### TASK PROMPT:
Only the lines from the line containing "Your task: a point for each instance of the black shorts" to the end of the entries should be repeated, exactly as they appear.

### RECORDS PROVIDED:
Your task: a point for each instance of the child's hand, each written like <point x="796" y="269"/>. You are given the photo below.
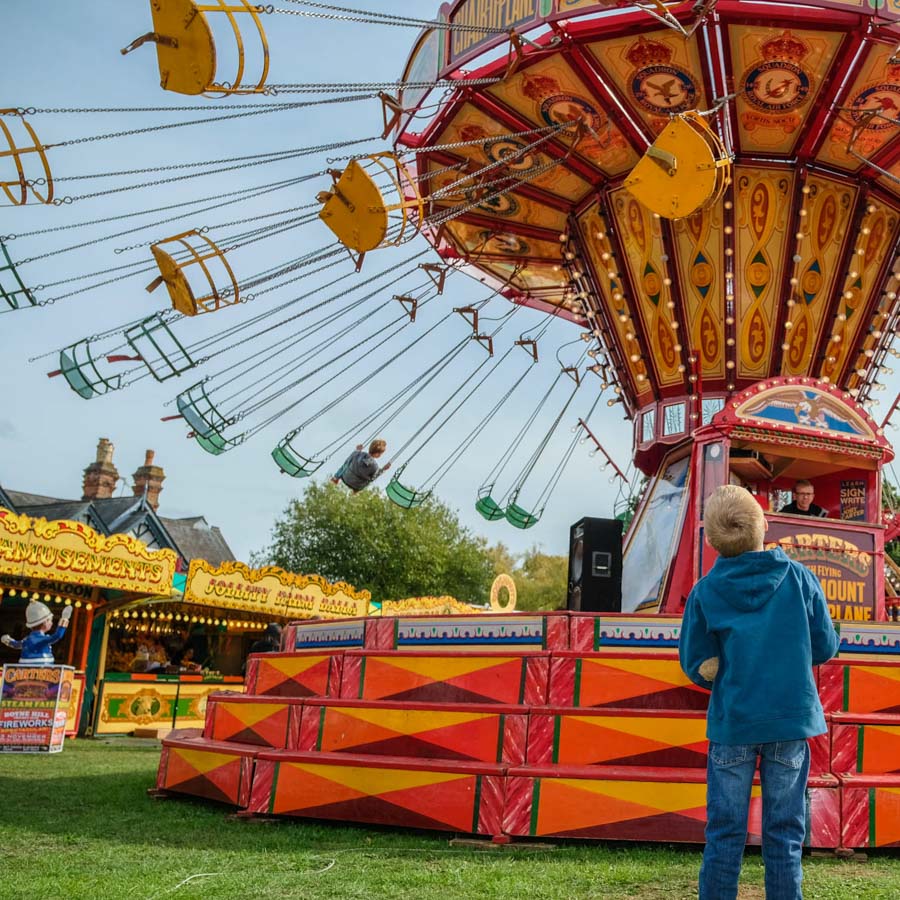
<point x="709" y="668"/>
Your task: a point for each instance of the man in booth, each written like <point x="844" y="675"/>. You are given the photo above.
<point x="802" y="504"/>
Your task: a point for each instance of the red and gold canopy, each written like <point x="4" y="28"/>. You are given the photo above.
<point x="790" y="273"/>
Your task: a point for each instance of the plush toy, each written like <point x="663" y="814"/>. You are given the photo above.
<point x="36" y="648"/>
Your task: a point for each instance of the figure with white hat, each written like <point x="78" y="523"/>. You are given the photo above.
<point x="36" y="647"/>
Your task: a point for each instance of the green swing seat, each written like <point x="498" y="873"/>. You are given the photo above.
<point x="205" y="420"/>
<point x="16" y="295"/>
<point x="407" y="498"/>
<point x="487" y="506"/>
<point x="80" y="370"/>
<point x="521" y="518"/>
<point x="293" y="463"/>
<point x="163" y="354"/>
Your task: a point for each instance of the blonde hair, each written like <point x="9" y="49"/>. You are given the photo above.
<point x="734" y="522"/>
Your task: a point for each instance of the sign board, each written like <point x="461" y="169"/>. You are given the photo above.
<point x="853" y="500"/>
<point x="72" y="552"/>
<point x="272" y="591"/>
<point x="34" y="702"/>
<point x="843" y="559"/>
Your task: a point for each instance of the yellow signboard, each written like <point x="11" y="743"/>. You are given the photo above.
<point x="74" y="553"/>
<point x="272" y="591"/>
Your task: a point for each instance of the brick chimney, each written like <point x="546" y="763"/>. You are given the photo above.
<point x="101" y="476"/>
<point x="148" y="480"/>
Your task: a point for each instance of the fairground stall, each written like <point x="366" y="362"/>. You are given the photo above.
<point x="168" y="654"/>
<point x="63" y="563"/>
<point x="711" y="194"/>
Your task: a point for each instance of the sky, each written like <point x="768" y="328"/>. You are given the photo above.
<point x="48" y="434"/>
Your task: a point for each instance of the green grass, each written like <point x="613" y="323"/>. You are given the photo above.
<point x="80" y="825"/>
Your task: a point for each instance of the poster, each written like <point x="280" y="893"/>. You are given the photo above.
<point x="34" y="701"/>
<point x="853" y="500"/>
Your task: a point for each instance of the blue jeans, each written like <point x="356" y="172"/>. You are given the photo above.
<point x="783" y="771"/>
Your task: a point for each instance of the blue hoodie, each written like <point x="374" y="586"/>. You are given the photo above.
<point x="765" y="617"/>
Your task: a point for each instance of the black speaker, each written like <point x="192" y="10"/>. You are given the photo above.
<point x="595" y="566"/>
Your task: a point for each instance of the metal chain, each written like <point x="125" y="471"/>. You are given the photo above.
<point x="324" y="87"/>
<point x="270" y="155"/>
<point x="238" y="194"/>
<point x="175" y="178"/>
<point x="267" y="108"/>
<point x="375" y="18"/>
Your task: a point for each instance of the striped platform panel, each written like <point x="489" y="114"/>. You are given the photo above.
<point x="446" y="677"/>
<point x="214" y="770"/>
<point x="474" y="732"/>
<point x="641" y="804"/>
<point x="871" y="811"/>
<point x="622" y="680"/>
<point x="294" y="674"/>
<point x="259" y="720"/>
<point x="383" y="790"/>
<point x="860" y="686"/>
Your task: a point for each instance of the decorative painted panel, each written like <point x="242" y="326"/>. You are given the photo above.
<point x="548" y="93"/>
<point x="641" y="239"/>
<point x="828" y="205"/>
<point x="657" y="73"/>
<point x="700" y="242"/>
<point x="778" y="74"/>
<point x="594" y="231"/>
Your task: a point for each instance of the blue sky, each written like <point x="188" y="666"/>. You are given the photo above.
<point x="48" y="434"/>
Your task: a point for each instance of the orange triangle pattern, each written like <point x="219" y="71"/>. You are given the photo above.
<point x="268" y="720"/>
<point x="604" y="682"/>
<point x="567" y="804"/>
<point x="474" y="735"/>
<point x="495" y="680"/>
<point x="586" y="741"/>
<point x="881" y="749"/>
<point x="302" y="786"/>
<point x="309" y="672"/>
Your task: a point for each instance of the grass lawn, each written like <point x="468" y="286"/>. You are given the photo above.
<point x="80" y="825"/>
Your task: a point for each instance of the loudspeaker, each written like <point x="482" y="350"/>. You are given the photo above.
<point x="595" y="566"/>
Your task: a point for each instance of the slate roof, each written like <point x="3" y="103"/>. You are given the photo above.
<point x="191" y="538"/>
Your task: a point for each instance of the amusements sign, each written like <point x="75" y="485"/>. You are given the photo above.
<point x="34" y="701"/>
<point x="272" y="591"/>
<point x="72" y="552"/>
<point x="853" y="500"/>
<point x="842" y="559"/>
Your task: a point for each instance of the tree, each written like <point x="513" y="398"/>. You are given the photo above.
<point x="541" y="581"/>
<point x="373" y="544"/>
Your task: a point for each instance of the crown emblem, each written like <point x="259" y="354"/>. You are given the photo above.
<point x="645" y="53"/>
<point x="786" y="47"/>
<point x="536" y="87"/>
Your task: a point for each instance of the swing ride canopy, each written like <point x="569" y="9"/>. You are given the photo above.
<point x="790" y="272"/>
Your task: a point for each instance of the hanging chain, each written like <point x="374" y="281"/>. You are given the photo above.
<point x="373" y="18"/>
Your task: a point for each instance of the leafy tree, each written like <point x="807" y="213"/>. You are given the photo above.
<point x="373" y="544"/>
<point x="541" y="581"/>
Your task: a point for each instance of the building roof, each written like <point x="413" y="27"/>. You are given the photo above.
<point x="191" y="538"/>
<point x="197" y="539"/>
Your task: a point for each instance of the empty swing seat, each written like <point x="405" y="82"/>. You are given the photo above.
<point x="292" y="463"/>
<point x="488" y="507"/>
<point x="521" y="518"/>
<point x="408" y="498"/>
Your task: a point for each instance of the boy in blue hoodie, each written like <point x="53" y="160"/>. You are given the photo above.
<point x="753" y="628"/>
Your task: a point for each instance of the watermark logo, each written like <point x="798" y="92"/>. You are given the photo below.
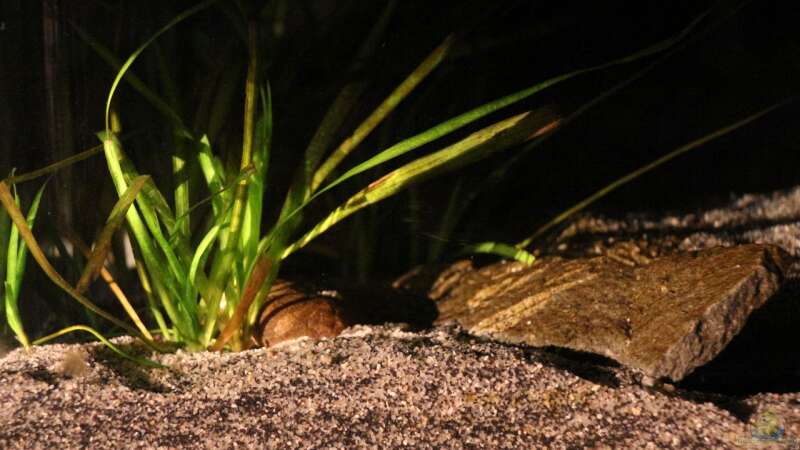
<point x="768" y="428"/>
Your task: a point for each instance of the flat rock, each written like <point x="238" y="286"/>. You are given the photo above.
<point x="663" y="316"/>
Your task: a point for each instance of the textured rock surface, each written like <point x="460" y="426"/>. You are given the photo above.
<point x="371" y="387"/>
<point x="664" y="317"/>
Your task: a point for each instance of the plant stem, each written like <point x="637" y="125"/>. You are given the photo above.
<point x="221" y="269"/>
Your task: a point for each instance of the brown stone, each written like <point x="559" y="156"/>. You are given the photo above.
<point x="663" y="316"/>
<point x="292" y="313"/>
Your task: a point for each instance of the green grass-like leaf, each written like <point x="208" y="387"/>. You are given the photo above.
<point x="106" y="342"/>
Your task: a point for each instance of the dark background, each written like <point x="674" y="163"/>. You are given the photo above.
<point x="743" y="57"/>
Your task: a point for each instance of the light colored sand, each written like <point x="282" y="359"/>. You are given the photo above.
<point x="373" y="386"/>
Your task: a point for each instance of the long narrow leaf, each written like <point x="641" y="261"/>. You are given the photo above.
<point x="112" y="284"/>
<point x="499" y="249"/>
<point x="480" y="144"/>
<point x="165" y="285"/>
<point x="19" y="221"/>
<point x="180" y="17"/>
<point x="106" y="342"/>
<point x="398" y="95"/>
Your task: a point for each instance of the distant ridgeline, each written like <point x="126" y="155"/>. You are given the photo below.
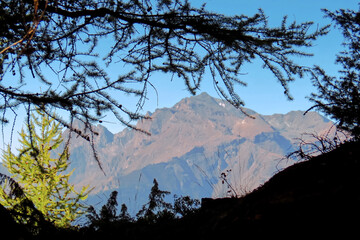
<point x="201" y="147"/>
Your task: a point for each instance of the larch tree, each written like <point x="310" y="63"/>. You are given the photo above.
<point x="44" y="179"/>
<point x="339" y="96"/>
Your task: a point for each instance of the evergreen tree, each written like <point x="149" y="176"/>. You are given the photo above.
<point x="156" y="208"/>
<point x="43" y="178"/>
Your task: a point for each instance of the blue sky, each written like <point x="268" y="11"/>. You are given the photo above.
<point x="263" y="93"/>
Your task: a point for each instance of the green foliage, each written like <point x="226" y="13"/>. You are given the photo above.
<point x="43" y="179"/>
<point x="339" y="97"/>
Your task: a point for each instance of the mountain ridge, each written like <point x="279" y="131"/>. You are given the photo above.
<point x="190" y="145"/>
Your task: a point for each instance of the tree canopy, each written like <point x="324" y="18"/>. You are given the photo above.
<point x="339" y="96"/>
<point x="64" y="48"/>
<point x="43" y="178"/>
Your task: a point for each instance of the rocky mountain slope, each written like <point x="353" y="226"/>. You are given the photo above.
<point x="190" y="145"/>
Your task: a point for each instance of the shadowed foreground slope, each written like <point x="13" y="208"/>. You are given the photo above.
<point x="315" y="198"/>
<point x="319" y="197"/>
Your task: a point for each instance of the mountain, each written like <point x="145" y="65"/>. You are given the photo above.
<point x="191" y="145"/>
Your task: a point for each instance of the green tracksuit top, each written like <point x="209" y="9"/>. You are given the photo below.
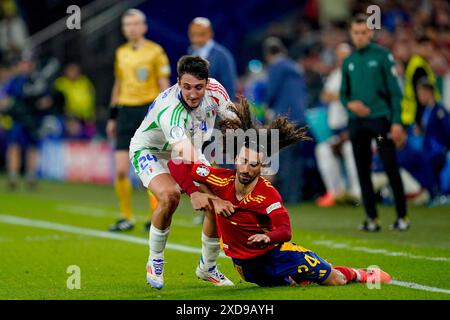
<point x="369" y="75"/>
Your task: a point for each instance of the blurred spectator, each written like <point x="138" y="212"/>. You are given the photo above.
<point x="435" y="126"/>
<point x="285" y="95"/>
<point x="371" y="94"/>
<point x="416" y="69"/>
<point x="79" y="102"/>
<point x="330" y="152"/>
<point x="221" y="62"/>
<point x="13" y="31"/>
<point x="31" y="101"/>
<point x="312" y="70"/>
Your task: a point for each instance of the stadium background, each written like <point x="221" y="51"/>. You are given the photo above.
<point x="311" y="29"/>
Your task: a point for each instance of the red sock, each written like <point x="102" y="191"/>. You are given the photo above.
<point x="348" y="273"/>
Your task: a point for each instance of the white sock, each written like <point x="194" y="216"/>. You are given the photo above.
<point x="157" y="242"/>
<point x="358" y="275"/>
<point x="210" y="251"/>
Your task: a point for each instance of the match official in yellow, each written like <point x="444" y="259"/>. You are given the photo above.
<point x="142" y="71"/>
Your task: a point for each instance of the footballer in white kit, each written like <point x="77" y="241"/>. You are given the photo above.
<point x="170" y="120"/>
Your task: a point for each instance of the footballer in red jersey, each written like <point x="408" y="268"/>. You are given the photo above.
<point x="255" y="229"/>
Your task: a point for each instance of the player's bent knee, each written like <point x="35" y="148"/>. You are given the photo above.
<point x="169" y="198"/>
<point x="336" y="278"/>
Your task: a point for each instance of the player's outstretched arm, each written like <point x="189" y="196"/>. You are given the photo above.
<point x="181" y="172"/>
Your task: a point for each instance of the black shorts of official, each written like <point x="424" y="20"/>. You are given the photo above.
<point x="129" y="118"/>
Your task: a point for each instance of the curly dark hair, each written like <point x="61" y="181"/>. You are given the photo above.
<point x="288" y="132"/>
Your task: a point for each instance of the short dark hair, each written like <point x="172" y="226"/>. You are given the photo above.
<point x="359" y="18"/>
<point x="193" y="65"/>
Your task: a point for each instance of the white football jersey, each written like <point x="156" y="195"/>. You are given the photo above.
<point x="169" y="121"/>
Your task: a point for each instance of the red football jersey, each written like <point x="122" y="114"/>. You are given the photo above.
<point x="252" y="215"/>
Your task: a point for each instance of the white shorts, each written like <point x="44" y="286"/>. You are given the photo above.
<point x="148" y="165"/>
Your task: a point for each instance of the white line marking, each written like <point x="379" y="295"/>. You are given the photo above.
<point x="90" y="232"/>
<point x="346" y="246"/>
<point x="84" y="211"/>
<point x="114" y="236"/>
<point x="413" y="285"/>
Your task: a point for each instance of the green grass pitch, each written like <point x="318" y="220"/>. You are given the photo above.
<point x="43" y="232"/>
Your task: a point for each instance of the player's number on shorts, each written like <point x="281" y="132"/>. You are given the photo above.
<point x="144" y="161"/>
<point x="203" y="126"/>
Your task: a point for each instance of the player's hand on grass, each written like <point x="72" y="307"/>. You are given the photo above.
<point x="358" y="108"/>
<point x="111" y="128"/>
<point x="223" y="207"/>
<point x="201" y="201"/>
<point x="258" y="240"/>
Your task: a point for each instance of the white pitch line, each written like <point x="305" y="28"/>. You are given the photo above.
<point x="346" y="246"/>
<point x="90" y="232"/>
<point x="114" y="236"/>
<point x="413" y="285"/>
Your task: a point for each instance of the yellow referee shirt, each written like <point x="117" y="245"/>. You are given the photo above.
<point x="138" y="71"/>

### EXERCISE RESULT:
Your task: a point for each instance of the black shorts of official, each written like <point x="424" y="20"/>. You are given the photo above.
<point x="129" y="118"/>
Your task: a point for each instance of the curly dark hair, each written like <point x="61" y="181"/>. You are given the photo above.
<point x="288" y="132"/>
Your task: a point for each instance of the short dark hair, each written like <point x="172" y="226"/>. You are given the photo above.
<point x="359" y="18"/>
<point x="193" y="65"/>
Your task: a point for each instance of the white football jersey, each written like <point x="156" y="195"/>. You are given the photo above.
<point x="169" y="121"/>
Your task: a point for each instance of the red football jersey, each written like <point x="122" y="114"/>. You are given the photo above.
<point x="252" y="215"/>
Your task: a point for each instance of the white shorts, each written like <point x="44" y="286"/>. You are given the photo above.
<point x="148" y="165"/>
Your task: a point for each instance of the white line marking, each written like <point x="379" y="295"/>. You are given the photo above.
<point x="90" y="232"/>
<point x="346" y="246"/>
<point x="84" y="211"/>
<point x="114" y="236"/>
<point x="413" y="285"/>
Your task: a point for each instance of the green grass pitch, each written like <point x="318" y="220"/>. You are given the photo above.
<point x="43" y="232"/>
Your task: a point for each instance of the player's number on shorts, each written like <point x="281" y="132"/>. You are given the photo above.
<point x="144" y="161"/>
<point x="203" y="126"/>
Your task: a point for each instance of the player's hand on grass, each written like <point x="72" y="307"/>. You are given the photo above.
<point x="358" y="108"/>
<point x="111" y="128"/>
<point x="223" y="207"/>
<point x="201" y="201"/>
<point x="258" y="240"/>
Your task: a point for each instance of the white pitch line, each written like <point x="305" y="28"/>. You are given the photo above.
<point x="346" y="246"/>
<point x="90" y="232"/>
<point x="114" y="236"/>
<point x="413" y="285"/>
Your task: a point for each instance of the yellow referee shirt, each written like <point x="117" y="245"/>. You are given the photo above.
<point x="138" y="71"/>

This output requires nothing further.